Region labeling records:
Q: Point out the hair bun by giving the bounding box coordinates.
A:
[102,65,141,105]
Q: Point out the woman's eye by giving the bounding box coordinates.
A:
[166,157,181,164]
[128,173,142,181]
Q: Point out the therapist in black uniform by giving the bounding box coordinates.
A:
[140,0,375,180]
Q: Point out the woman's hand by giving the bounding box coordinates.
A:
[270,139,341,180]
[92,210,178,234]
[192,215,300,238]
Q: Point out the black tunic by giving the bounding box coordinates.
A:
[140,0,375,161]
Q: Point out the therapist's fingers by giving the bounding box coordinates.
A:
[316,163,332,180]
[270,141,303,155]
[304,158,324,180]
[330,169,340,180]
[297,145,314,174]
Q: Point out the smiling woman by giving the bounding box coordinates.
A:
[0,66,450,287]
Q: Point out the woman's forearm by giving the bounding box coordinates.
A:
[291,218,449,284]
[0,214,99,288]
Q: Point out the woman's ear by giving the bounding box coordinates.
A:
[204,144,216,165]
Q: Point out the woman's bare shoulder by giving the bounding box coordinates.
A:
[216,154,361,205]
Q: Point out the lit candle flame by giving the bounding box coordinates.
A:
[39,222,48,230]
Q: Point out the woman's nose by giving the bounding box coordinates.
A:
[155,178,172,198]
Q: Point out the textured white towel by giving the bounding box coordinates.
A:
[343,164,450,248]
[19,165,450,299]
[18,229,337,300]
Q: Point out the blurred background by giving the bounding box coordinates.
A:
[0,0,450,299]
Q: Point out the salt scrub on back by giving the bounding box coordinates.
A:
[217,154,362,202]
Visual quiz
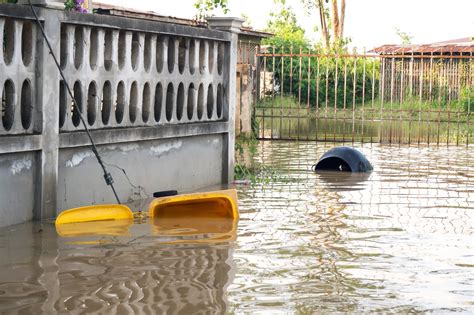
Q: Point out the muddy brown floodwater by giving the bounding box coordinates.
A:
[0,141,474,314]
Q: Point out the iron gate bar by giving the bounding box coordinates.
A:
[254,46,472,145]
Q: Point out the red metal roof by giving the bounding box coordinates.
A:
[370,37,474,55]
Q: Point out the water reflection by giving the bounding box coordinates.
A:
[233,141,474,313]
[316,171,371,191]
[0,141,474,314]
[0,222,236,314]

● EXERCISE: Rewrite everything in the material from the line containing "Q: Point out the woman's eye" down to the line containing "[192,215,300,238]", requests included. Multiply each bounding box coordinate in the answers by 0.2 and round to the nearest whole number, rounding halves up.

● WORKED SOLUTION:
Q: Point out the woman's eye by giving the bounding box coordinates.
A:
[33,31,36,33]
[26,35,28,36]
Q: Point out the therapist in black uniform by giving the bounding box coordinates.
A:
[28,0,75,36]
Q: Point out the woman's hand by giving the bounding box coordinates.
A:
[54,28,68,36]
[18,42,36,47]
[38,43,60,48]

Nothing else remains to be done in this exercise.